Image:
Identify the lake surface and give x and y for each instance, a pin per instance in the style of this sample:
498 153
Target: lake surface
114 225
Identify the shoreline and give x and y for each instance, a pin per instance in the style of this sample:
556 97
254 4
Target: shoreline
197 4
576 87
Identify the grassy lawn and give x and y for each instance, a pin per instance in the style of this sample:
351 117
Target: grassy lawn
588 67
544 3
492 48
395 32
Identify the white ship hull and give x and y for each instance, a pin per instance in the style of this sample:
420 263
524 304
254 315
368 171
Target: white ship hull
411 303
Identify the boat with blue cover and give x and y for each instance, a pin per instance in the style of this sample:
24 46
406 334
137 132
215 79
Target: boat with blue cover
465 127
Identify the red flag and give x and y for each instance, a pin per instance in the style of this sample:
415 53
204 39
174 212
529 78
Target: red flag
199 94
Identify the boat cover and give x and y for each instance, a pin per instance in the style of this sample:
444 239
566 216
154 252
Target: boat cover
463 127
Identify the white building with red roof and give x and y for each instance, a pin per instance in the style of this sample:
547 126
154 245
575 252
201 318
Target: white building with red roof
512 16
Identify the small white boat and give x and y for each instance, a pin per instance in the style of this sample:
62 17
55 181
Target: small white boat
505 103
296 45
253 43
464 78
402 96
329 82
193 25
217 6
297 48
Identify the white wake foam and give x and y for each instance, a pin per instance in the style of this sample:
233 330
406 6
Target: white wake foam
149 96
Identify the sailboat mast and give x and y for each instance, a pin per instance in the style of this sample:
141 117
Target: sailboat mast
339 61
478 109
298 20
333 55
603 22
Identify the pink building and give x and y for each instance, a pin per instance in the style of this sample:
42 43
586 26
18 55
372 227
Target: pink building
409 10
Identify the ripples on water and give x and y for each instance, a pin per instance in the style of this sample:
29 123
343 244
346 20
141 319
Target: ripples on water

* YOUR OBJECTIVE *
Copy out every row above, word for word and in the same order.

* COMPLETED TASK *
Image:
Identify the lake surface and give x and y for each instance, a pin per instance in the style of this sample:
498 153
Target: lake surface
114 225
Identify the shoreline and give x and y for each instance, a pin per instance in the style of this sample:
556 97
254 4
Target: shoreline
197 4
576 87
Identify the grassy lawn and give x and y for each instance, a pin per instance in the style of this sample:
351 117
Target: grassy lawn
588 67
544 3
492 48
395 32
Identify the white ship hull and give x and y for each instance, a pin per instance in the style of this sample:
420 263
524 304
254 315
368 171
Target: white ship hull
411 303
Identify the boat with blue cover and give x and y for each instance, a pin per instance in the style of this sample:
24 46
406 334
137 132
215 79
Target: boat with blue cover
465 127
Identify the red flag and give x and y for each instance, a pin per instance in the style of this sample:
415 53
204 39
174 212
529 78
Target: red flag
199 94
Identify the boat cover and give x and y for each instance, a pin per instance in the style of this sample:
444 239
566 216
154 252
Target: boat cover
463 127
Identify the white building with red roof and give x and y for each instance, a pin per instance in the style of this sample:
547 126
154 245
575 252
201 318
Target: white building with red roof
512 16
Identify the small white boat and give x and y for each instance, a pin per instance in the style of this sample:
62 17
55 181
Target: small white boat
505 103
296 45
253 43
464 78
402 96
329 82
193 25
217 6
297 48
Identify the white wake foam and give x and y for each instance, a pin per instance in the style of this sample:
233 330
406 6
Target: white wake foam
149 96
Identify the sailboat mast and give x and y for each instance, a pin per instance in the style of this sample:
141 117
Target: sailboat mast
339 61
478 109
298 20
333 55
603 22
Identify the pink building and give x and y for each instance, a pin per instance in the style of this sample:
42 43
586 26
18 55
372 227
Target: pink building
409 10
Identify the ripples on water and give x and y for each instance, a pin per instance in the style of this sample:
29 123
343 244
346 20
141 319
Target: ripples on water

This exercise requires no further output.